** DATA TO USE follows **

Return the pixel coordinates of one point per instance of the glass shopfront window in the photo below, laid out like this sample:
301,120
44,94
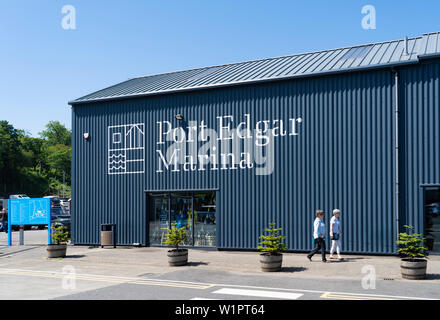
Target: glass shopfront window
204,219
158,217
193,210
181,214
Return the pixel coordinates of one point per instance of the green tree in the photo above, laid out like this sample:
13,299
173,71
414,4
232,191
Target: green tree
56,133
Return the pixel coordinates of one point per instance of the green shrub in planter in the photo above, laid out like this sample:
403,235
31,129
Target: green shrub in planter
411,247
272,243
272,246
175,237
60,236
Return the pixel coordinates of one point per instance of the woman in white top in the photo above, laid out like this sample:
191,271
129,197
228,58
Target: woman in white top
318,236
335,234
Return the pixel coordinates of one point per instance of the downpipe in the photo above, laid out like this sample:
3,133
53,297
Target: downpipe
397,148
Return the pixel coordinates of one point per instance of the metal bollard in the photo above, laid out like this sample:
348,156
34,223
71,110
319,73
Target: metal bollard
21,229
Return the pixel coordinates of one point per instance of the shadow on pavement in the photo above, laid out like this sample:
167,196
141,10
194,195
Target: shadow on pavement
198,263
432,276
74,256
293,269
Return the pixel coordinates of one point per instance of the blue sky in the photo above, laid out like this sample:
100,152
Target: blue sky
44,66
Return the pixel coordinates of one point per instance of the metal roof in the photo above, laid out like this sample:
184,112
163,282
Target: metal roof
299,65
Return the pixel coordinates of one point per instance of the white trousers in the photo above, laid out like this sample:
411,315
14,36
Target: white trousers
336,245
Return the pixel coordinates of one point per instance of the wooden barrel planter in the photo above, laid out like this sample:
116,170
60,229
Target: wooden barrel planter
413,269
56,250
177,257
271,263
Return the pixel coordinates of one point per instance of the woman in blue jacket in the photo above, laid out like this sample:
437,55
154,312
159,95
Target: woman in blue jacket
318,235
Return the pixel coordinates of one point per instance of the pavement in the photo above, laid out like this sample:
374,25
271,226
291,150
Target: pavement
99,268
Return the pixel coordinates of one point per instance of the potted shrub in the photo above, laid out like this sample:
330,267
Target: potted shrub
271,258
175,237
60,237
413,262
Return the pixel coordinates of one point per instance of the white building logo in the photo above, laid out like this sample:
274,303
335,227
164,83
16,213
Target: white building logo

** End of DATA TO USE **

**REQUIREMENT:** Show a copy of each line from the data that includes the word "logo".

**OUTPUT BELOW:**
Return the pixel coordinates of one point per instance of the white building logo in the photo above, laid out like this sample:
Target: white building logo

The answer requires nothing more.